Istruzioni ->
A – Stampa la parte del brano su Roth e la scrittura che inizia con "Si può dire" e finisce con "di essere ebreo.".
B – Raccogli tutte le righe dei record in cui compare la parola "body".

Brano citato ->
◇ ◇ ◇ ◇ ◇

Tutto il resto è letteratura, e cioè «una lotta con la scrittura», fino a quando – come Roth disse il 19 marzo 2013 durante la serata organizzata per il suo ottantesimo compleanno nella sua città natale, Newark – «un mattino mi sono svegliato con un sorriso in volto, perché avevo capito che nel sonno, a quanto pareva, mi ero miracolosamente affrancato dal mio padrone di una vita: le stringenti esigenze della letteratura».
Eppure su quel corpo a corpo che aveva caratterizzato tutta la sua esistenza («molti di noi muoiono cercando per l’ennesima volta la parola giusta», dirà parlando degli scrittori) Roth tornerà spesso, quasi a voler dare una risposta definitiva e assoluta. Scrivere per lui è sempre un fatto agonistico di cui parlare con similitudini guerresche: si tratta di «sferrare un attacco» a una struttura complessa come quella del romanzo, della necessità di possedere, per farlo, «vitalità intellettuale», ma anche energia e forma fisica, perché anche quando si è al meglio, il «quoziente di autotortura» che questo mestiere impone è enorme, pur nella consapevolezza che «tra vent’anni il pubblico intelligente costituito da appassionati lettori di romanzi letterari equivarrà per dimensioni alla cricca che legge poesia latina».
Si può dire che tutta l’opera di Roth abbia al suo centro il tentativo di dare una risposta a quella domanda: perché scrivere? È un’ossessione, un destino, una condanna, una necessità, un diritto, spesso condiviso con altri amici scrittori, spesso legato al fatto di essere ebreo.
Roth rifiutava l’etichetta di «scrittore ebreo americano» che riteneva una definizione inaccurata e fuori luogo: «Sono un americano punto e basta, oppure non sono niente». E nel saggio Rileggere Saul Bellow, contenuto in questa raccolta, rammenta che un giorno l’amico gli disse: «Da qualche parte nel mio sangue di immigrato ebreo ci sono tracce cospicue di dubbio sul fatto che io abbia il diritto di praticare il mestiere di scrittore».

◇ ◇ ◇ ◇ ◇

Dati forniti ->
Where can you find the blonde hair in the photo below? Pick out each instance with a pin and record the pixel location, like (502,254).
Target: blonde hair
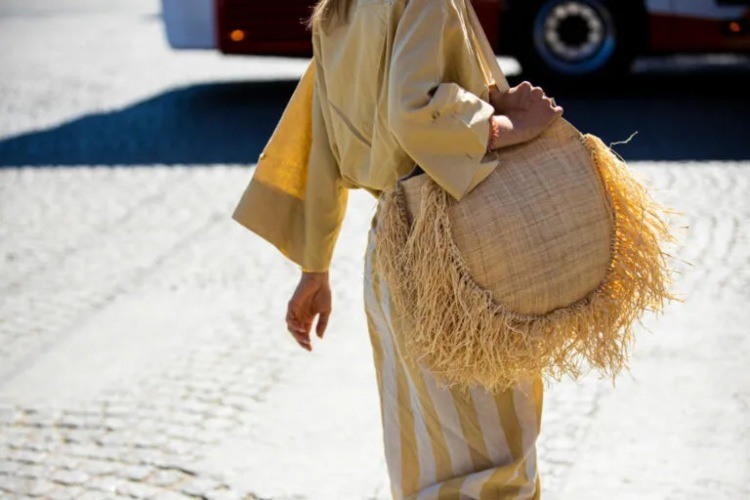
(329,13)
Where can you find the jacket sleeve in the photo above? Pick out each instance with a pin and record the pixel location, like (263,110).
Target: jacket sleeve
(325,194)
(295,199)
(442,126)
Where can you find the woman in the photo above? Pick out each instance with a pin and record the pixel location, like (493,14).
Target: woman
(394,84)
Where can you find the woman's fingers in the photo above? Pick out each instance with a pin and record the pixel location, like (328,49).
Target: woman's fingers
(320,328)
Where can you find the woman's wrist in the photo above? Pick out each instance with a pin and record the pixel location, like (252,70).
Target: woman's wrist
(494,134)
(505,133)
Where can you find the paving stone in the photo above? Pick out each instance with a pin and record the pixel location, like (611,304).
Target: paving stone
(138,490)
(70,477)
(168,477)
(136,472)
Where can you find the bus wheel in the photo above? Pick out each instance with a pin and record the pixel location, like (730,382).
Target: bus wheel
(575,41)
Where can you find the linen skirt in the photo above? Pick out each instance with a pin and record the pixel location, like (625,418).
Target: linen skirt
(444,443)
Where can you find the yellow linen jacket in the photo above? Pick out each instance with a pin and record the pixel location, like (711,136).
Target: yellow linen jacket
(400,84)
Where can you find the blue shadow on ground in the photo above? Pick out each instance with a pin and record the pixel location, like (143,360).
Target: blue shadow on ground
(699,116)
(201,124)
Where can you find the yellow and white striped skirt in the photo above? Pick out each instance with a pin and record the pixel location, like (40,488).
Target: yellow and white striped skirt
(443,443)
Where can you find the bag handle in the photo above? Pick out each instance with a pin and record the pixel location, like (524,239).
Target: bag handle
(493,74)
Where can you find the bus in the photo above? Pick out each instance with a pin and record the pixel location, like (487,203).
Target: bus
(570,39)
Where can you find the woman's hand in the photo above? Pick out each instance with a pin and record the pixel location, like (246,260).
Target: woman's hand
(523,113)
(311,298)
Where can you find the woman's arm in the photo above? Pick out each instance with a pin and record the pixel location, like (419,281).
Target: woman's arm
(442,126)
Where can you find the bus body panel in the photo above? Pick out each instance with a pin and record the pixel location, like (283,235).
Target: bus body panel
(277,27)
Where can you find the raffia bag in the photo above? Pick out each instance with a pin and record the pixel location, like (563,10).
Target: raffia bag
(542,269)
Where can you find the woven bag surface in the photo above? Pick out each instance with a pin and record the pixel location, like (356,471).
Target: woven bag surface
(544,267)
(537,232)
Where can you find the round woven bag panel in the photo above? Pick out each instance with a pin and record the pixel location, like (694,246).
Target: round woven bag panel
(537,232)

◇ ◇ ◇ ◇ ◇

Risultati ->
A –
Si può dire che tutta l’opera di Roth abbia al suo centro il tentativo di dare una risposta a quella domanda: perché scrivere? È un’ossessione, un destino, una condanna, una necessità, un diritto, spesso condiviso con altri amici scrittori, spesso legato al fatto di essere ebreo.

B –
Where can you find the bus body panel in the photo above? Pick out each instance with a pin and record the pixel location, like (283,235).
Target: bus body panel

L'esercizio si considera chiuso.